**TEXT SHOWN**
########################################
Film score by Kris Bowers
- Released: May 15, 2026
- Genre: Film score
- Length: 24:22
- Labels: Hollywood; Marvel Music;

Kris Bowers chronology
| Goat (2026) | The Punisher: One Last Kill (Original Soundtrack) (2026) | Spider-Noir (2026) |

= The Punisher: One Last Kill (soundtrack) =

2026 soundtrack album

The Punisher: One Last Kill (Original Soundtrack) is the film score to the Marvel Studios television special The Punisher: One Last Kill, composed by Kris Bowers. The soundtrack album was released by Hollywood Records and Marvel Music on May 15, 2026.

== Development ==
Director Reinaldo Marcus Green's frequent collaborator Kris Bowers was revealed to be composing the score for One Last Kill in April 2026. Bowers previously scored the MCU miniseries Secret Invasion (2023). The score album was digitally released on May 15.
########################################
**DATA**
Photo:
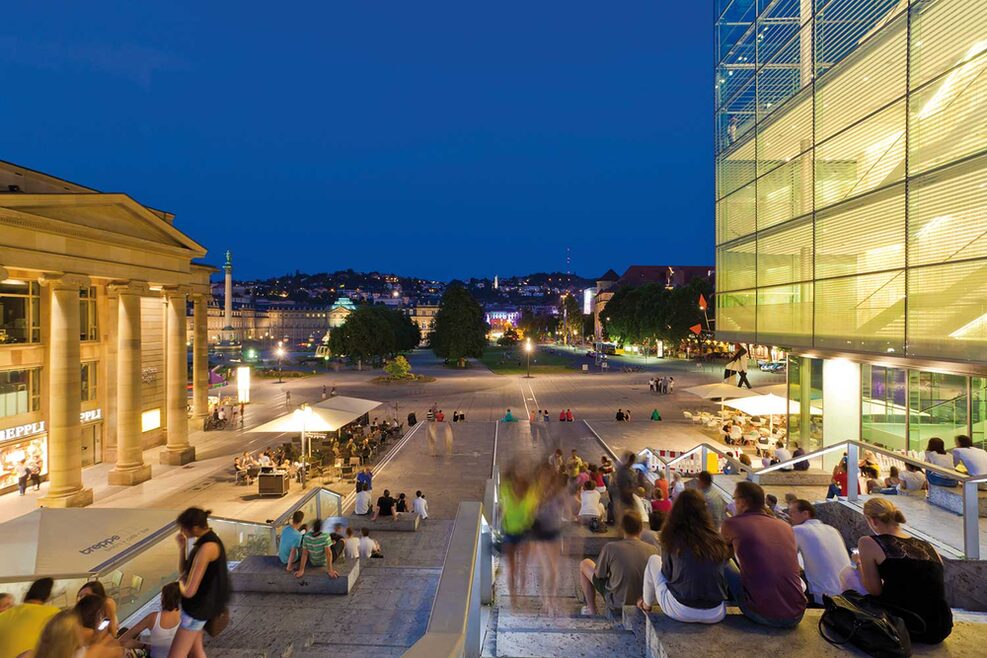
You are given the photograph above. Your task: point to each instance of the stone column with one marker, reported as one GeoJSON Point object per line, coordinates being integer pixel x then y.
########################################
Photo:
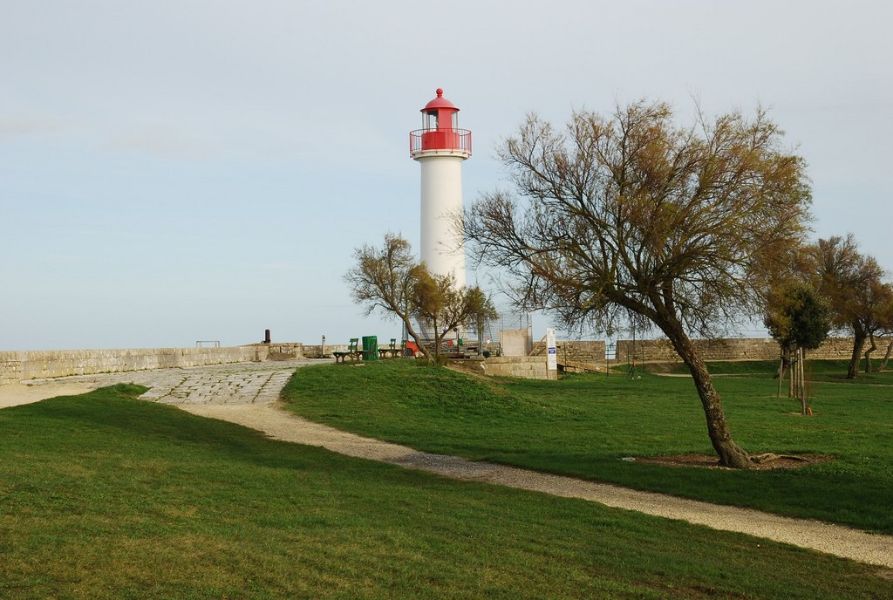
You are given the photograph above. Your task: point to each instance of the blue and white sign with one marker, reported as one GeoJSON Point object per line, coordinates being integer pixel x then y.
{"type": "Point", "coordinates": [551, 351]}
########################################
**TO BE DONE**
• a. From the soundtrack article, return the stretch from "Kris Bowers chronology" through "released on May 15.", copied word for word.
• b. Collect every line of the entries that contains the string "coordinates", matching case exactly.

**FINAL ANSWERS**
• a.
Kris Bowers chronology
| Goat (2026) | The Punisher: One Last Kill (Original Soundtrack) (2026) | Spider-Noir (2026) |

= The Punisher: One Last Kill (soundtrack) =

2026 soundtrack album

The Punisher: One Last Kill (Original Soundtrack) is the film score to the Marvel Studios television special The Punisher: One Last Kill, composed by Kris Bowers. The soundtrack album was released by Hollywood Records and Marvel Music on May 15, 2026.

== Development ==
Director Reinaldo Marcus Green's frequent collaborator Kris Bowers was revealed to be composing the score for One Last Kill in April 2026. Bowers previously scored the MCU miniseries Secret Invasion (2023). The score album was digitally released on May 15.

• b.
You are given the photograph above. Your task: point to each instance of the stone column with one marker, reported as one GeoJSON Point object per line, coordinates being integer pixel x then y.
You are given the photograph above. Your task: point to each instance of the blue and white sign with one marker, reported as one GeoJSON Point object per line, coordinates being integer pixel x then y.
{"type": "Point", "coordinates": [551, 351]}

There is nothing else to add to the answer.